◆ Task item: Give an exact copy of every entry.

*** Opening Excerpted data ***

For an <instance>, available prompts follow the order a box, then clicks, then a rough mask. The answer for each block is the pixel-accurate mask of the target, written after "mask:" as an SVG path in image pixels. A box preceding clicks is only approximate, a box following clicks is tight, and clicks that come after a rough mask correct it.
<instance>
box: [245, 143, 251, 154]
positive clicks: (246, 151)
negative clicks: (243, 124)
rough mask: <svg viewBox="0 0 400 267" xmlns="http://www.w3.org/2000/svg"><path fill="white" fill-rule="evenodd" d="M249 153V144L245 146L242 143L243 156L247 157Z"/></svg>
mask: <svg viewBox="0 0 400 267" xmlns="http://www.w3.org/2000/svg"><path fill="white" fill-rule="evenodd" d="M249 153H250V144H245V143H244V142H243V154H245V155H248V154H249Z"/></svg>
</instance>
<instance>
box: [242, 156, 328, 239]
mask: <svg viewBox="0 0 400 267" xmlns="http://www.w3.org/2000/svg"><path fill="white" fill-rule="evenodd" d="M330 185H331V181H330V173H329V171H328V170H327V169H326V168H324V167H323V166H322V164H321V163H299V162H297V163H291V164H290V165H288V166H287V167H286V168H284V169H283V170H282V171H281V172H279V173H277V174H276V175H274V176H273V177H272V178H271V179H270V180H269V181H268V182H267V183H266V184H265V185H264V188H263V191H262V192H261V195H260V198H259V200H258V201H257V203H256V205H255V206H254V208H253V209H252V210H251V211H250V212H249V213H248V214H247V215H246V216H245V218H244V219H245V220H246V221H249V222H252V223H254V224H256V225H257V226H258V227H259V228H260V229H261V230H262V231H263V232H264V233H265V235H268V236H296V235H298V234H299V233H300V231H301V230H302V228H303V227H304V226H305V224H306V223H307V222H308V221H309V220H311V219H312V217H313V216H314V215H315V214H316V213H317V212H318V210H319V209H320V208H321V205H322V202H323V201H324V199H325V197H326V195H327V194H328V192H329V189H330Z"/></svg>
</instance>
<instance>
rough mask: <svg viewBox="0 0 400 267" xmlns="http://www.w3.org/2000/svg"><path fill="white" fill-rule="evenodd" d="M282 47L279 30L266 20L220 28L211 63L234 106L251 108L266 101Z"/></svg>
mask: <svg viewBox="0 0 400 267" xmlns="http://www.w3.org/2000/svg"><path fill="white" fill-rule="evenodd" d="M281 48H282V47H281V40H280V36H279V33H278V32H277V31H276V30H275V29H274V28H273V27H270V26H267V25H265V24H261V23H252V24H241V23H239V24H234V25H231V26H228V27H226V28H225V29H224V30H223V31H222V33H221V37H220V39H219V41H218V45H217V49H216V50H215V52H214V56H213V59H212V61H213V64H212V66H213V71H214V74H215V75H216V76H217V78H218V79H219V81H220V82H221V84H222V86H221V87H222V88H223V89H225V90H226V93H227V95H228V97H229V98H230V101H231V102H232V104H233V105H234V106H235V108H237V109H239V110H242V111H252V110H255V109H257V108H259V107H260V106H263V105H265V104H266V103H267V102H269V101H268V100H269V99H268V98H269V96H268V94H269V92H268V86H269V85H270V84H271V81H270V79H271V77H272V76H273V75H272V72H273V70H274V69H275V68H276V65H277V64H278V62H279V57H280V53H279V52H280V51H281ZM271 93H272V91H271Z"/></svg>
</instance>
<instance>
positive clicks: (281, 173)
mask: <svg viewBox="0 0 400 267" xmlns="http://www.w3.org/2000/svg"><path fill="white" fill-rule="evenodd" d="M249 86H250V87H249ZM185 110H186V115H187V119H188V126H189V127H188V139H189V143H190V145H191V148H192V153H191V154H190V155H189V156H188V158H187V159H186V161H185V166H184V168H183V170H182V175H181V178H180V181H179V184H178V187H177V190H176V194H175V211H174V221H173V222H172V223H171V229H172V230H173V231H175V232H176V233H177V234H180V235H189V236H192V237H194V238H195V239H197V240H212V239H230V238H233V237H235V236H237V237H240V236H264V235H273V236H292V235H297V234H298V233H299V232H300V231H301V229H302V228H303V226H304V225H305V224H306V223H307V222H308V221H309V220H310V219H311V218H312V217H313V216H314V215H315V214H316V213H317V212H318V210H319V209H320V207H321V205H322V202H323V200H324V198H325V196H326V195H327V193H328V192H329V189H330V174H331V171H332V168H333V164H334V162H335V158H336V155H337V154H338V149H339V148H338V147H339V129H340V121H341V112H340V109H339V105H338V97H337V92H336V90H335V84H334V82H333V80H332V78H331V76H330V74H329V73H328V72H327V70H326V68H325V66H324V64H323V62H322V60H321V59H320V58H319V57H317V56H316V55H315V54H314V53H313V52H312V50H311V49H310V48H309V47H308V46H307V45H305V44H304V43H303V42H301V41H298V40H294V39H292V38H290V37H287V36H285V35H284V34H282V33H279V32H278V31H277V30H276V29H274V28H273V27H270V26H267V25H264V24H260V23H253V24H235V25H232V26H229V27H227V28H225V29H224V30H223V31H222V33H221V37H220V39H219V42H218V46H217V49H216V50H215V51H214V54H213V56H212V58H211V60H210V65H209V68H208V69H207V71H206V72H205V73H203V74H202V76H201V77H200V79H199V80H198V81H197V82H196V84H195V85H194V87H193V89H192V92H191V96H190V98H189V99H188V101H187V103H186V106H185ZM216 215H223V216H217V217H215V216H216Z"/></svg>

*** Closing Excerpted data ***

◆ Result:
For an <instance>, available prompts follow the order a box, then clicks, then a rough mask. The answer for each block is the pixel-accurate mask of the target, written after "mask:" as an SVG path in image pixels. A box preceding clicks is only approximate, a box following clicks is tight, and clicks that come after a rough mask correct it.
<instance>
box: [245, 143, 251, 154]
positive clicks: (246, 151)
negative clicks: (243, 124)
rough mask: <svg viewBox="0 0 400 267" xmlns="http://www.w3.org/2000/svg"><path fill="white" fill-rule="evenodd" d="M249 153V144L245 146L242 143L243 156L247 157Z"/></svg>
mask: <svg viewBox="0 0 400 267" xmlns="http://www.w3.org/2000/svg"><path fill="white" fill-rule="evenodd" d="M249 153H250V144H245V143H244V142H243V154H245V155H248V154H249Z"/></svg>
</instance>
<instance>
box: [242, 156, 328, 239]
mask: <svg viewBox="0 0 400 267" xmlns="http://www.w3.org/2000/svg"><path fill="white" fill-rule="evenodd" d="M330 185H331V181H330V173H329V171H328V170H327V169H326V168H324V167H323V166H322V164H321V163H299V162H297V163H291V164H290V165H288V166H287V167H286V168H284V169H283V170H282V171H281V172H279V173H277V174H276V175H274V176H273V177H272V178H271V179H270V180H269V181H268V182H267V183H266V184H265V185H264V188H263V191H262V192H261V195H260V198H259V200H258V201H257V203H256V205H255V206H254V208H253V209H252V210H251V211H250V212H249V213H248V214H247V215H246V216H245V218H244V219H245V220H246V221H249V222H252V223H254V224H256V225H257V226H258V227H259V228H260V229H261V230H262V231H263V232H264V233H265V235H268V236H296V235H298V234H299V233H300V231H301V230H302V228H303V227H304V226H305V224H306V223H307V222H308V221H309V220H311V219H312V217H313V216H314V215H315V214H316V213H317V212H318V210H319V209H320V208H321V205H322V202H323V201H324V199H325V197H326V195H327V194H328V192H329V189H330Z"/></svg>
</instance>
<instance>
rough mask: <svg viewBox="0 0 400 267" xmlns="http://www.w3.org/2000/svg"><path fill="white" fill-rule="evenodd" d="M282 47L279 30L266 20L220 28L211 63L234 106L251 108L266 101Z"/></svg>
mask: <svg viewBox="0 0 400 267" xmlns="http://www.w3.org/2000/svg"><path fill="white" fill-rule="evenodd" d="M281 48H282V47H281V40H280V36H279V33H278V32H277V31H276V30H275V29H274V28H273V27H270V26H267V25H265V24H261V23H252V24H241V23H239V24H234V25H231V26H228V27H226V28H225V29H224V30H223V31H222V33H221V37H220V39H219V41H218V45H217V49H216V50H215V52H214V56H213V59H212V61H213V64H212V66H213V71H214V74H215V75H216V76H217V78H218V79H219V81H220V82H221V84H222V86H221V87H222V88H223V89H225V90H226V93H227V95H228V97H229V98H230V101H231V102H232V104H233V105H234V106H235V108H237V109H239V110H242V111H252V110H255V109H257V108H259V107H260V106H263V105H265V104H266V103H267V102H269V101H268V100H269V99H268V98H269V96H268V94H269V92H268V86H269V85H270V84H271V81H270V79H271V77H272V76H273V75H272V72H273V70H274V69H275V68H276V65H277V64H278V62H279V57H280V53H279V52H280V51H281ZM271 93H272V91H271Z"/></svg>
</instance>
<instance>
positive clicks: (281, 173)
mask: <svg viewBox="0 0 400 267" xmlns="http://www.w3.org/2000/svg"><path fill="white" fill-rule="evenodd" d="M249 86H250V87H249ZM185 110H186V115H187V119H188V126H189V127H188V139H189V143H190V145H191V148H192V153H191V154H190V155H189V156H188V158H187V159H186V161H185V166H184V168H183V170H182V175H181V178H180V181H179V184H178V187H177V190H176V194H175V211H174V221H173V222H172V223H171V229H172V230H173V231H175V232H176V233H177V234H180V235H189V236H192V237H194V238H195V239H197V240H212V239H230V238H233V237H235V236H237V237H240V236H264V235H273V236H292V235H297V234H298V233H299V232H300V231H301V229H302V228H303V226H304V225H305V224H306V223H307V222H308V221H309V220H310V219H311V218H312V217H313V216H314V215H315V214H316V213H317V212H318V210H319V209H320V207H321V205H322V202H323V200H324V198H325V196H326V195H327V193H328V192H329V189H330V174H331V171H332V168H333V164H334V162H335V158H336V155H337V154H338V149H339V148H338V147H339V129H340V121H341V112H340V109H339V105H338V97H337V92H336V90H335V84H334V82H333V80H332V78H331V76H330V74H329V73H328V72H327V70H326V68H325V66H324V64H323V62H322V60H321V59H320V58H319V57H317V56H316V55H315V54H314V53H313V52H312V50H311V49H310V48H309V47H308V46H307V45H305V44H304V43H303V42H301V41H298V40H294V39H292V38H290V37H287V36H285V35H284V34H282V33H279V32H278V31H277V30H276V29H274V28H273V27H270V26H267V25H264V24H260V23H253V24H235V25H232V26H229V27H227V28H225V29H224V30H223V31H222V33H221V37H220V39H219V42H218V46H217V49H216V50H215V51H214V54H213V56H212V58H211V60H210V65H209V68H208V69H207V71H206V72H205V73H203V74H202V76H201V77H200V79H199V80H198V81H197V82H196V84H195V85H194V87H193V89H192V92H191V96H190V98H189V99H188V101H187V103H186V106H185ZM216 215H223V216H217V217H215V216H216Z"/></svg>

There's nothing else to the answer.